Starting at the line that contains "pinpoint the steep" and running through the end of the records below, both ends included, give those lines as a JSON list of strings with one string per line. Leave out any blank lines.
───
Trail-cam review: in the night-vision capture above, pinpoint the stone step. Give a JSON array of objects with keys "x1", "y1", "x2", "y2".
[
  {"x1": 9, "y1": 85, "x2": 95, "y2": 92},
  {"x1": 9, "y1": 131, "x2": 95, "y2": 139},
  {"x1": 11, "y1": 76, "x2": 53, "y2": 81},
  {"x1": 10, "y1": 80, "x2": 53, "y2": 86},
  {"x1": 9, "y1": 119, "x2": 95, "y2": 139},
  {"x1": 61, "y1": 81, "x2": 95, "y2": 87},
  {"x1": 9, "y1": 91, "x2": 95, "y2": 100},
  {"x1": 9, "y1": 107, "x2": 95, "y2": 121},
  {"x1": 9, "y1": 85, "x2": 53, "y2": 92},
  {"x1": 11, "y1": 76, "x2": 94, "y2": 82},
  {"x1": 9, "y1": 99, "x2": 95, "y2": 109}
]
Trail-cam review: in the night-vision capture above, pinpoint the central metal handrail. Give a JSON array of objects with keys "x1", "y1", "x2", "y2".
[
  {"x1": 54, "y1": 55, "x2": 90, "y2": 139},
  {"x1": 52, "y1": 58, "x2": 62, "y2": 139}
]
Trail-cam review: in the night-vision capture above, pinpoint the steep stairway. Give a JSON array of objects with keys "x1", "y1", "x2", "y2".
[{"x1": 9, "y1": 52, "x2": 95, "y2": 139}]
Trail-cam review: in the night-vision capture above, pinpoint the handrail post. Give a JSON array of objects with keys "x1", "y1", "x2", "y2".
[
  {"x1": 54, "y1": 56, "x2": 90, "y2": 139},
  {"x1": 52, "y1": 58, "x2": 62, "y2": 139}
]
───
**TASK OUTPUT**
[
  "Trail-cam review: in the night-vision capture above, pinpoint the steep stairway. Give a JSON array of objects with keys \"x1\", \"y1\", \"x2\", \"y2\".",
  "[{\"x1\": 9, \"y1\": 52, \"x2\": 95, \"y2\": 139}]",
  "Trail-cam review: in the night-vision capture above, pinpoint the handrail post. Give a JSON array of objects with keys \"x1\", \"y1\", \"x2\", \"y2\".",
  "[",
  "  {\"x1\": 54, \"y1\": 56, \"x2\": 90, \"y2\": 139},",
  "  {\"x1\": 52, \"y1\": 58, \"x2\": 62, \"y2\": 139}",
  "]"
]